SET EXERCISE: Copy out the stock market report below word for word, from its first sentence through its last.

Stocks accelerated their losses in the final hour of trading to close lower Wednesday, amid ongoing nervousness over the euro zone and after credit-rating agency Egan-Jones downgraded Spain's credit rating to CCC+ from B.
Egan-Jones' latest downgrade for Spain mark's the fourth from the ratings agency since April.
The Dow Jones Industrial Average dropped 77.42 points, or 0.62 percent, to close at 12,496.38 after struggling between small gains and losses for most of the session.
The S&P 500 slipped 9.30 points, or 0.70 percent, to end at 1,314.88. The Nasdaq slid 24.46 points, or 0.86 percent, to finish at 2,818.61.
The CBOE Volatility Index, widely considered the best gauge of fear in the market, jumped to close above 24.
Most key S&P sectors finished lower, led by consumer discretionary and materials. Telecoms squeezed out a small gain.
JPMorgan CEO Jamie Dimon apologized for the bank's $2 billion trading loss, and told the Senate Banking Committee that it was an "isolated incident." The CEO was jeered by angry protestors ahead of his testimony. Shares added to gains following the hearing, but are still down almost 15 percent since the loss was revealed on May 10. Meanwhile, Oppenheimer cut its price target on the bank to $56 from $58.

AVAILABLE DATA:
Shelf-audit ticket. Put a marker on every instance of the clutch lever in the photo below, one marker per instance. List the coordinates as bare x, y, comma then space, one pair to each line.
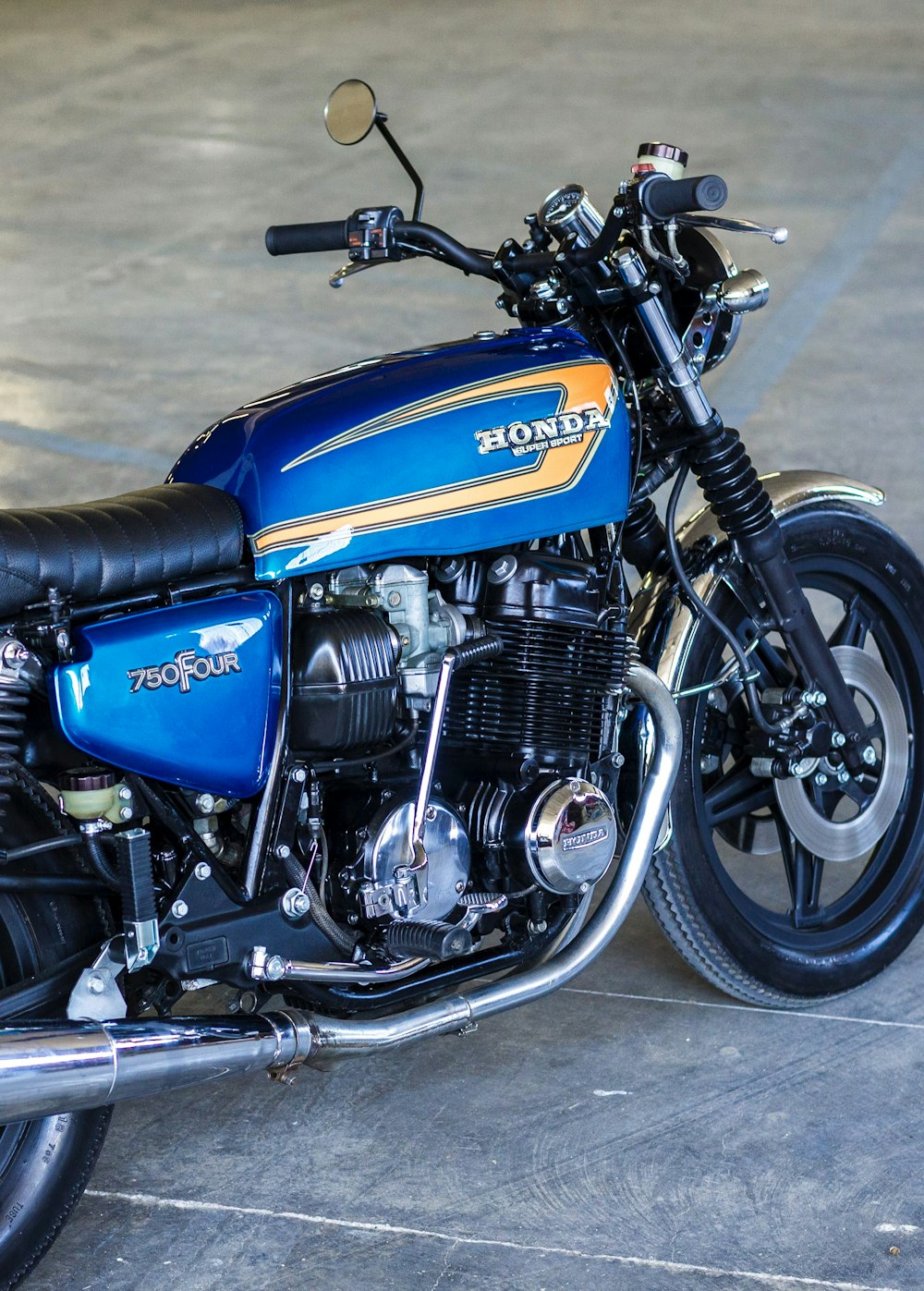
777, 235
355, 266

ANSWER TO THIS EXERCISE:
Stocks accelerated their losses in the final hour of trading to close lower Wednesday, amid ongoing nervousness over the euro zone and after credit-rating agency Egan-Jones downgraded Spain's credit rating to CCC+ from B.
Egan-Jones' latest downgrade for Spain mark's the fourth from the ratings agency since April.
The Dow Jones Industrial Average dropped 77.42 points, or 0.62 percent, to close at 12,496.38 after struggling between small gains and losses for most of the session.
The S&P 500 slipped 9.30 points, or 0.70 percent, to end at 1,314.88. The Nasdaq slid 24.46 points, or 0.86 percent, to finish at 2,818.61.
The CBOE Volatility Index, widely considered the best gauge of fear in the market, jumped to close above 24.
Most key S&P sectors finished lower, led by consumer discretionary and materials. Telecoms squeezed out a small gain.
JPMorgan CEO Jamie Dimon apologized for the bank's $2 billion trading loss, and told the Senate Banking Committee that it was an "isolated incident." The CEO was jeered by angry protestors ahead of his testimony. Shares added to gains following the hearing, but are still down almost 15 percent since the loss was revealed on May 10. Meanwhile, Oppenheimer cut its price target on the bank to $56 from $58.